▶ [WHAT THE TASK ASKS]:
Which lines in the listing below contain the string "flame"? List every one of them in full.

▶ [DATA EXCERPTS]:
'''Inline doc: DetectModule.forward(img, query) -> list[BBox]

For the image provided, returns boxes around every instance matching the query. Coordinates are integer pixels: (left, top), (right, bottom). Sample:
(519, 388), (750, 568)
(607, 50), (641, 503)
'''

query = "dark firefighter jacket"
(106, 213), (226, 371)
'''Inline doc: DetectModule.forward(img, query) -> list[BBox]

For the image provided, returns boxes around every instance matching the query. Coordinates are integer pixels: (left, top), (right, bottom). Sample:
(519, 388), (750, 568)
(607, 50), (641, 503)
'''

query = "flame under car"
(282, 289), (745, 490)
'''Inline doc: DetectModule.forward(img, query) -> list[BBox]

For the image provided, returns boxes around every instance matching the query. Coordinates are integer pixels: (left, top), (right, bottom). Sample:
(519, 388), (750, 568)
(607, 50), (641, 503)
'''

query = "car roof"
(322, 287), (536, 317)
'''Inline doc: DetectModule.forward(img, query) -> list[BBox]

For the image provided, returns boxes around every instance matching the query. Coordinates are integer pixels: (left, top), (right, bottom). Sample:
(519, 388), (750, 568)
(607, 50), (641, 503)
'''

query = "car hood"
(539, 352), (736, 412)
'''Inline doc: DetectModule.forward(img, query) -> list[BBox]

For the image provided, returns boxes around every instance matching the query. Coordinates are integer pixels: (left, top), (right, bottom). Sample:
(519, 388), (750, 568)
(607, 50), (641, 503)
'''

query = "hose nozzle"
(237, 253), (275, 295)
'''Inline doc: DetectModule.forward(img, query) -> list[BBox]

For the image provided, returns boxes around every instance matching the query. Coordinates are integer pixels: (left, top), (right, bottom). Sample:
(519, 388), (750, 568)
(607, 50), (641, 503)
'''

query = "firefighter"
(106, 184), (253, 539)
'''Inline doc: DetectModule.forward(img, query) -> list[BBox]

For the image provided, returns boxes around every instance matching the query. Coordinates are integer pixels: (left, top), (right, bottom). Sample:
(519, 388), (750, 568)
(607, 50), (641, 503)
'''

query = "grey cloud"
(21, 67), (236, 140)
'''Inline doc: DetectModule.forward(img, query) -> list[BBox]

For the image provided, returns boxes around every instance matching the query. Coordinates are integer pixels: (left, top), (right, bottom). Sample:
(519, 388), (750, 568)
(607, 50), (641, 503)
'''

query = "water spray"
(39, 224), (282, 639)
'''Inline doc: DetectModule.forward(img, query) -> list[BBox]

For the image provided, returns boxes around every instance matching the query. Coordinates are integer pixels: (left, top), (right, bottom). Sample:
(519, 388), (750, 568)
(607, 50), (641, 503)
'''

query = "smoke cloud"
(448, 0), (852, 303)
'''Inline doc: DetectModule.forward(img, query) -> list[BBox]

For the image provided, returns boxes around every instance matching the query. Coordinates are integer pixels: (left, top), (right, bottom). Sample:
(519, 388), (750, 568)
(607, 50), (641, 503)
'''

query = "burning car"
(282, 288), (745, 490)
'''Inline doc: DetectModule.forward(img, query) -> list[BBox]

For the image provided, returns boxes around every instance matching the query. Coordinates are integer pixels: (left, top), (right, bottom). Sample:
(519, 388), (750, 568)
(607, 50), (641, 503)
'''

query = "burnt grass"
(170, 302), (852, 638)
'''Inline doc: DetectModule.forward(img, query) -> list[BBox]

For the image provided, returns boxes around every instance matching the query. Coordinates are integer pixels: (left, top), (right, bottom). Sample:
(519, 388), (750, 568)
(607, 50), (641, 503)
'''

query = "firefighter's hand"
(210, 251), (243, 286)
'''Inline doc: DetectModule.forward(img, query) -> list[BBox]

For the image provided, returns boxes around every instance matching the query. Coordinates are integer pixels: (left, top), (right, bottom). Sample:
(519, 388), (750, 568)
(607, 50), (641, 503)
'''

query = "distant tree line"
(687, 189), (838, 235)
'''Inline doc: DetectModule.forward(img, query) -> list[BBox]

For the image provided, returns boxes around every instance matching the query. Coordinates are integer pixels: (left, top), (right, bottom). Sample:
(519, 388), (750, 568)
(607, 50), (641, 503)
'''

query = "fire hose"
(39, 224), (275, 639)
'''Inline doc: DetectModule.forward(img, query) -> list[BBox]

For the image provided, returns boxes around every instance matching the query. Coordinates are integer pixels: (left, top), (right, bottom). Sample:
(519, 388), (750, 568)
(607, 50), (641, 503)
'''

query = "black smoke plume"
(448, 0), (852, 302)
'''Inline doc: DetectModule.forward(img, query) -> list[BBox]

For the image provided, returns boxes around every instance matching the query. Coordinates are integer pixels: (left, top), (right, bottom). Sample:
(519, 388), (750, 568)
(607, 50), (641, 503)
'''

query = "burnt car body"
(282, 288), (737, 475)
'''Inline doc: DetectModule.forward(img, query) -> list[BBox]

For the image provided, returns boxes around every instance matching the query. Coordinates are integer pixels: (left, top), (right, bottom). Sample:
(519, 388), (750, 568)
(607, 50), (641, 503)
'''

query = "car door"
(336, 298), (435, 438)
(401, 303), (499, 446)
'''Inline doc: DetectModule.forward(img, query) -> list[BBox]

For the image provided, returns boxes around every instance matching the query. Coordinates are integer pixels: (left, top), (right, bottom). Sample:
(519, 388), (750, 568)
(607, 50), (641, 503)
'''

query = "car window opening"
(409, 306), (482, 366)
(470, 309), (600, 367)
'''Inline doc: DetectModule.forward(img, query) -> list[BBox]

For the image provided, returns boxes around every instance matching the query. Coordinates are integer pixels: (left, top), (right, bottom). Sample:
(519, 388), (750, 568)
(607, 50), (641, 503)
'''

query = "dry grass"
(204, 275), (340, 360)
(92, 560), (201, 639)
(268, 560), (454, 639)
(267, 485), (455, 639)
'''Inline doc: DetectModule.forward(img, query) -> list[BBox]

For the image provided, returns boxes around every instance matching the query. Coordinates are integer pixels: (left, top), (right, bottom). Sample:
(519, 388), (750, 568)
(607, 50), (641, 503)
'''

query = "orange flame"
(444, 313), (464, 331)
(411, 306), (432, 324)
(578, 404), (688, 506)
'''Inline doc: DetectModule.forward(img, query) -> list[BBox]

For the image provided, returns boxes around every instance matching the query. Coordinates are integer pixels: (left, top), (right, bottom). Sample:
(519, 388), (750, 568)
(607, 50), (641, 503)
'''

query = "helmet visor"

▶ [SOLUTION TO THIS PROBLEM]:
query = "flame under car"
query = "orange flame"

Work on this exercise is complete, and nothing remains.